TASK DIRECTIONS
Give back each entry exactly as written, apart from the pictures.

═══ DATA FOR THE TASK ═══

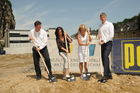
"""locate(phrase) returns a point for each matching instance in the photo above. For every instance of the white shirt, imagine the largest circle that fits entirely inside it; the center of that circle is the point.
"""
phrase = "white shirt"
(106, 31)
(40, 38)
(84, 40)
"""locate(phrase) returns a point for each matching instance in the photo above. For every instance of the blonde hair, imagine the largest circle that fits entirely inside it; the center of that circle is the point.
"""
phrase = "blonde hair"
(82, 26)
(103, 14)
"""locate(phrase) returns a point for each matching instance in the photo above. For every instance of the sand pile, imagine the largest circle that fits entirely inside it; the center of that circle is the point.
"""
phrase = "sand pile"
(17, 76)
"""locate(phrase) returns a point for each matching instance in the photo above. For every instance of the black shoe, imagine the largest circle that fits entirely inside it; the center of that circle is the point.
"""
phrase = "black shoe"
(38, 77)
(52, 78)
(102, 80)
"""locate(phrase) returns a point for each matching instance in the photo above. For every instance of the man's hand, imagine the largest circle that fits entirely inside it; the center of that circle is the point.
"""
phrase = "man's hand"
(30, 38)
(67, 51)
(101, 42)
(38, 49)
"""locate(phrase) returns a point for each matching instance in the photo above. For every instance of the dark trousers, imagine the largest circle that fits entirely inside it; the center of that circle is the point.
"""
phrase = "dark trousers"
(105, 51)
(36, 59)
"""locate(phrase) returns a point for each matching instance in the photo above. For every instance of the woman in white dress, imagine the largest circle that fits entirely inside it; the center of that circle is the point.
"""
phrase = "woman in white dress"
(84, 40)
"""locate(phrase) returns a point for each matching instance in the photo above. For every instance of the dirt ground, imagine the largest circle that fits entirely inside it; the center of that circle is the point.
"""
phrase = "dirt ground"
(17, 76)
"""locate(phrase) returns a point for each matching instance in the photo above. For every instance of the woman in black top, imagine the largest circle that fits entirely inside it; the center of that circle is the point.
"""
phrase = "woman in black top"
(61, 44)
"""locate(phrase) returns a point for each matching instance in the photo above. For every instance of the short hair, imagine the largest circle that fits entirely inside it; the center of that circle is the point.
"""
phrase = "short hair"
(37, 23)
(82, 26)
(103, 14)
(57, 31)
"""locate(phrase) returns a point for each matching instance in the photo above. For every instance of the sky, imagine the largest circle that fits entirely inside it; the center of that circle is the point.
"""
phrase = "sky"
(69, 14)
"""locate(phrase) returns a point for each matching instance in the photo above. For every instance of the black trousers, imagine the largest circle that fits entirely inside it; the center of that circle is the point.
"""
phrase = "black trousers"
(36, 59)
(105, 51)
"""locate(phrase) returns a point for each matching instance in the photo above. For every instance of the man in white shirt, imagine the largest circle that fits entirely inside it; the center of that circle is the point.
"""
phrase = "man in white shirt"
(106, 34)
(40, 39)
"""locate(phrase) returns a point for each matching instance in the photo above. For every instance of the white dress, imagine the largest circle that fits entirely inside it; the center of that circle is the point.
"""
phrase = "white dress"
(83, 51)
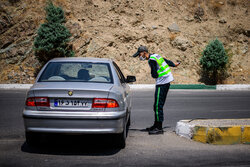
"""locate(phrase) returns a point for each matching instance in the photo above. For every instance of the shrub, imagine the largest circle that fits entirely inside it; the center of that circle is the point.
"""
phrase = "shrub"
(53, 37)
(213, 61)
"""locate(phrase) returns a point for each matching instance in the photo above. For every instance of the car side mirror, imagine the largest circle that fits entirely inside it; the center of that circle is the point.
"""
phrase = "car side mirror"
(130, 79)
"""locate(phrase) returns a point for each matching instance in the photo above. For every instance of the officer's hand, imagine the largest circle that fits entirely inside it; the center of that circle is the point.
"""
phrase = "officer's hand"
(176, 64)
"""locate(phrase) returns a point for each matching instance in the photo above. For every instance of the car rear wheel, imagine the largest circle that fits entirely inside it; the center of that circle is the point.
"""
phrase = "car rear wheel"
(32, 138)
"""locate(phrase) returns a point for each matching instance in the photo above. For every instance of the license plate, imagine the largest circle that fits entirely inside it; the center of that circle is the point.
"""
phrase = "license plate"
(72, 103)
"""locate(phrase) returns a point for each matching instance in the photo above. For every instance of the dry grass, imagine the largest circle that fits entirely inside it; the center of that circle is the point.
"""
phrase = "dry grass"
(172, 36)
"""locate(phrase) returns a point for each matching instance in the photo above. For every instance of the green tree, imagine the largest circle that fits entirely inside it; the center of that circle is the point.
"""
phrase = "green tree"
(213, 61)
(53, 37)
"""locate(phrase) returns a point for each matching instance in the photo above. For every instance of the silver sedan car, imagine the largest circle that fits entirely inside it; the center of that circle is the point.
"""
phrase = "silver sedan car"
(79, 96)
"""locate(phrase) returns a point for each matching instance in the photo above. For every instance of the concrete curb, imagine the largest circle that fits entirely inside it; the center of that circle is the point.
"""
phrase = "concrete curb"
(218, 135)
(15, 86)
(152, 86)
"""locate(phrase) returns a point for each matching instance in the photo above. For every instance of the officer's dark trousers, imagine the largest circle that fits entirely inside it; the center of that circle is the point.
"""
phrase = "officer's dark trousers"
(161, 92)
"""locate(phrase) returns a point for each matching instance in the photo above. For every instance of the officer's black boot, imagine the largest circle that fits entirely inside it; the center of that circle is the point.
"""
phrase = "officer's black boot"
(157, 130)
(152, 127)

═══

RESPONSE FOR THIS EXERCISE
"""locate(phrase) returns a point for each matching instance in the photo above. For every instance of the white shirt, imagine the largest circle that fits entirely inside it; the center of that circle is the point.
"""
phrase = "white shirt"
(106, 31)
(40, 38)
(84, 40)
"""locate(phrase) returns a point for each matching instance in the photo above. For every instance of the blonde hair, imagine the largest circle that fits entirely inside it; the center of that circle is the point.
"""
phrase = "blonde hair"
(82, 26)
(103, 14)
"""locate(phrase) returns a point for each matching instance in the photo above. For every instance of the sand pile, imagine the largest circle that fits entirely inside it; the center of that circle is the point.
"""
phrase = "sand pile"
(17, 76)
"""locate(phrase) returns a point for each matching instance in the photo above. For every instance of the black shoe, imagine the largest circle that fits entirely inside it; the center of that circle is the point.
"""
phrase = "black shoe"
(38, 77)
(52, 78)
(102, 80)
"""locate(phrase) returns a point for each matching instance in the photo above. For every instance of the man's hand, imagine the largest circle that fits entirely inside it; the center of that circle is the point.
"""
phrase = "man's hand"
(30, 38)
(67, 51)
(101, 42)
(38, 49)
"""locate(phrase) returns a point for each matching instance in the photo above. For every instance of the dark trousers, imagine the largest circle that fits entirely inside it; the center of that circle is the point.
"""
phrase = "dark trousers"
(105, 51)
(36, 59)
"""locate(phrase) returns a point for each matching instance in the photo above. For every instance of the woman in white dress, imagine the largest circle that fits entirely inside it; the center of that circle is the point.
"""
phrase = "woman in white dress"
(84, 40)
"""locate(phrase) returns a point for each matching instance in the photo above. For every instance of the dirt ground, imagine the largest circle that fits entirely inside it; the center of that circle is the point.
"""
phrase = "dirt ground"
(17, 76)
"""locate(phrase) returns a point for each matching instance in the photo above. For every instance of the woman in black top, imagine the largest circle that fits entirely inside it; the center of that circle is the point.
"""
phrase = "woman in black top"
(61, 44)
"""locate(phrase) returns a point for each matching instance in the photo above. For every instance of the short hair, imagine the largest circle that fits entirely inside it; the center of that circle is the point.
"""
phrase = "short hair"
(37, 23)
(82, 26)
(103, 14)
(57, 31)
"""locate(phrase) returns a point for each matching instance in the photo above. For every instance of the sky, imagine the largest circle that fits entirely inside it; the center of that circle is the point.
"""
phrase = "sky"
(69, 14)
"""locate(phrase) returns a point for each matching instance in the photo above. For every instance of the black trousers, imagine the largest circle that fits entirely inside it; the center of that circle is the point.
"""
phrase = "black trousers"
(36, 59)
(105, 51)
"""locate(phrase) returns a point for each matching instance in the photo above. For every instance of the man in white shirt, imagine the largest circle that fits entirely inside it; the center of that circle is the point.
"""
phrase = "man in white shirt"
(106, 34)
(40, 39)
"""locate(phrase) returns a point for each matching instance in the photo above. For every instance of the white dress, imagine the largest circle that fits entirely inside it; the center of that circle is the point.
"""
phrase = "white dress"
(83, 51)
"""locate(phrase) returns a point for each matching instance in the photo above. For every instance of the shrub, imagine the largest circle that fits entirely inside it; the center of that circle is the point.
"""
phrase = "shrub"
(53, 37)
(213, 61)
"""locate(phrase) returns a point for each matching instance in the photo above. For every instance of the car side mirror, imagine the largest circle that fits entirely inside it; the center of that circle is the point.
"""
phrase = "car side mirror"
(130, 79)
"""locate(phrase) returns a point for each matching instance in the photo above. For every instance of the officer's hand, imagine the largest circle that fits entirely inside it; the center of that circle is the point.
"""
phrase = "officer's hand"
(176, 64)
"""locate(phrase) returns a point for each matching instance in the photo above. For every instance of the car rear wheel, imagine the largest circle that fits entirely inside it; the center of that circle is the point.
"""
phrase = "car rear wheel"
(32, 138)
"""locate(phrase) returns a point for each matching instance in the photo above. For every instance of the license plate, imagine the largest circle that fits entirely inside it; the center of that circle is the point.
"""
phrase = "license plate"
(72, 103)
"""locate(phrase) returns a point for each matching instance in the photo above. For every instance of the dry grass, imagine the largest circle that fits entirely inside it; the center of that circle is the point.
"""
phrase = "dry grass"
(172, 36)
"""locate(phrase) returns a point for each matching instance in the photo above. For every instance of the green tree, imagine the largest circle that fits entirely inside it; the center of that circle is the point.
"""
phrase = "green tree"
(213, 61)
(53, 37)
"""locate(phrase) returns a point for each matching instance in the photo above. For every instance of the silver sedan car, imagine the largest circle that fits entirely inside it; the center of that circle is the point.
"""
phrase = "silver sedan car"
(79, 96)
"""locate(phrase) returns a point for each matching instance in the photo above. For every instance of the concrete curb, imagine the largest circle that fits entirely inside it; the center of that circle is the point.
"""
phrase = "concrete curb"
(218, 135)
(15, 86)
(152, 86)
"""locate(phrase) returns a point for each matching instance in the photo above. For every instance of the officer's dark trousers, imagine the largest circle that fits entirely inside it; the center of that circle is the point.
"""
phrase = "officer's dark trousers"
(161, 92)
"""locate(phrase) returns a point for each matching instance in the photo above. For every instance of the officer's black boot, imagine the largest circle that fits entirely inside it; the center of that circle is the point.
"""
phrase = "officer's black boot"
(157, 130)
(152, 127)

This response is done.